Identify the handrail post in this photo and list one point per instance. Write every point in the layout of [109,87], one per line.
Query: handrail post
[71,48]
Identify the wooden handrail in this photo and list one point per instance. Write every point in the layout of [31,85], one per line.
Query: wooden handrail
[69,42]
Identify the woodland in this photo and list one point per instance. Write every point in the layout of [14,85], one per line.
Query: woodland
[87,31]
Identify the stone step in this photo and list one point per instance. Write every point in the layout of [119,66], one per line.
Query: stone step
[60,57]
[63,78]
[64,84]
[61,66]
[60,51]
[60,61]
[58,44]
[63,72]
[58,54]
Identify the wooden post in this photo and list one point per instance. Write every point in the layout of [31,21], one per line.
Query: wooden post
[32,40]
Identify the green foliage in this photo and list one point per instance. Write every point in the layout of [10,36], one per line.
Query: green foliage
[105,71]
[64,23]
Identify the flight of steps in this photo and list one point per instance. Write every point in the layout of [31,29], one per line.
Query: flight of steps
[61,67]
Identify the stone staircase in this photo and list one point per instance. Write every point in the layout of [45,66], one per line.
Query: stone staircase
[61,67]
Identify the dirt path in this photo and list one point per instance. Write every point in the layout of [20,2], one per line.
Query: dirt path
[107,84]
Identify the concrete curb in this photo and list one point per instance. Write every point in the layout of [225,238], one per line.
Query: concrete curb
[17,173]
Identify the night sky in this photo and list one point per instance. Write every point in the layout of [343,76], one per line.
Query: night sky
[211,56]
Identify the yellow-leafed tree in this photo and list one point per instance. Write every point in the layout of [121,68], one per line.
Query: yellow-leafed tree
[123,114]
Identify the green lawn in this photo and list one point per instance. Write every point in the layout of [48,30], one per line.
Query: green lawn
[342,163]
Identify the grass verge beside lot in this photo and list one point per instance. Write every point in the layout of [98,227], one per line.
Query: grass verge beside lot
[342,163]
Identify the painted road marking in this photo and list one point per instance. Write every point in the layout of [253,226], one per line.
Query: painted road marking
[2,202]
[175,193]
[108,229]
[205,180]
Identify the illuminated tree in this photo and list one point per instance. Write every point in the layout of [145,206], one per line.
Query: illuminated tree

◆ ◆ ◆ ◆

— Task —
Give all of the entries again, word for word.

— Worked solution —
Identify the handrail post in this photo and list one point per instance. Write every point in the layout of [109,87], one per line.
Query: handrail post
[71,48]
Identify the wooden handrail in this photo and list one point per instance. Write every point in the layout of [31,85], one per line.
Query: wooden handrail
[69,42]
Identify the woodland in this photo and list one point per instance. Write every point in the layout of [14,85], one per line.
Query: woodland
[87,31]
Identify the stone step in this photo and list one point per instance. Write every point in the layout of [119,66], one per line.
Query: stone step
[60,57]
[63,78]
[64,84]
[61,66]
[60,51]
[60,61]
[58,44]
[63,72]
[58,54]
Identify the wooden post in this photo and list one point per instance. Write every point in the layout of [31,21], one per line.
Query: wooden post
[32,40]
Identify the green foliage in this photo and list one point per instance. Write every point in the layout of [10,36], one per line.
Query: green foliage
[105,71]
[64,23]
Identify the flight of steps in this photo and list one point per instance. Write every point in the layout of [31,29], one per line.
Query: flight of steps
[61,67]
Identify the stone staircase in this photo and list one point per instance. Write every point in the layout of [45,66], one per line.
Query: stone staircase
[61,67]
Identify the dirt path in this photo and list one point per instance. Write every point in the layout of [20,2], one per line.
Query: dirt path
[107,84]
Identify the concrete curb in this photo and list one point per instance. Write every point in the layout of [225,238], one per line.
Query: concrete curb
[17,173]
Identify the night sky in this photo and list one point per instance. Write every point in the layout of [343,76], one per line.
Query: night sky
[211,56]
Identify the yellow-leafed tree in this photo and list one point per instance. Write every point in the layout of [121,68], one per line.
Query: yellow-leafed tree
[123,114]
Identify the green lawn in this photo and list one point per instance. Write every point in the layout of [48,30], one per line.
Query: green lawn
[342,163]
Identify the grass verge beside lot in this photo and list one point per instance. Write every point in the layout of [98,227], one per line.
Query: grass verge beside lot
[342,163]
Identify the painted road marking in this photo and list one point per instance. Write every point in the layout of [253,226], one per line.
Query: painted road marking
[2,202]
[175,193]
[108,229]
[205,180]
Identify the illuminated tree in this photo and list one point per instance. Write every point in the layout of [145,206], one per line.
Query: illuminated tree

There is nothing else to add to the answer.